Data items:
[Start]

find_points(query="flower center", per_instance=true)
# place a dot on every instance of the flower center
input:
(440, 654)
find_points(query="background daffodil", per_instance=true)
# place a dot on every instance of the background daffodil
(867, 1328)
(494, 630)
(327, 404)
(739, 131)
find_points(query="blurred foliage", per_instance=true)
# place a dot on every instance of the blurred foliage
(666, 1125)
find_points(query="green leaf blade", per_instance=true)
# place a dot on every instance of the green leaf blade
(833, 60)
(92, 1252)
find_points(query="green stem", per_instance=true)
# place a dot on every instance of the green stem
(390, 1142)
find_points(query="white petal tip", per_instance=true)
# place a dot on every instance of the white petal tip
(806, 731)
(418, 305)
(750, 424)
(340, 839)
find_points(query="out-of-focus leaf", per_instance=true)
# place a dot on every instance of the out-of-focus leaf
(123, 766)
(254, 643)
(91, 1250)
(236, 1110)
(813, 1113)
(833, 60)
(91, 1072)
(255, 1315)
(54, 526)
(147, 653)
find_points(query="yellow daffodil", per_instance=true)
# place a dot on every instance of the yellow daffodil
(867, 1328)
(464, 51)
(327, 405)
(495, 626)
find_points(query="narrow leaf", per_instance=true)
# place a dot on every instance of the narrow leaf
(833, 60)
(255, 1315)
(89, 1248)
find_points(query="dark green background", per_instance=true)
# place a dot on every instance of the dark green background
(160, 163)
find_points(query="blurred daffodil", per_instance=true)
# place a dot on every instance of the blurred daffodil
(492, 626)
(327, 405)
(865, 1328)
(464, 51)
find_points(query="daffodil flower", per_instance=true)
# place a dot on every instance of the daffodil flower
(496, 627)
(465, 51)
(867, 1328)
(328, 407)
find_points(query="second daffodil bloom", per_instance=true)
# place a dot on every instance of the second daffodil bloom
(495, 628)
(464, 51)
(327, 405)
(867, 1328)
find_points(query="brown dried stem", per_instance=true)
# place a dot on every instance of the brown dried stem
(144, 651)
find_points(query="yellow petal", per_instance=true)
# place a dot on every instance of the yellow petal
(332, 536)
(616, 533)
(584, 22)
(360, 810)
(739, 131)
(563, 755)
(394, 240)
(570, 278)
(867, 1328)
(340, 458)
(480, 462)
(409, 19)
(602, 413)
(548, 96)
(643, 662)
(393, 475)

[End]

▶ **Work instructions**
Pull out every line of the data above that contains the word "white". Case counts.

▶ **Reply to the task**
find_points(query="white petal tip", per_instance=true)
# place a dot on every instance of the white petal tip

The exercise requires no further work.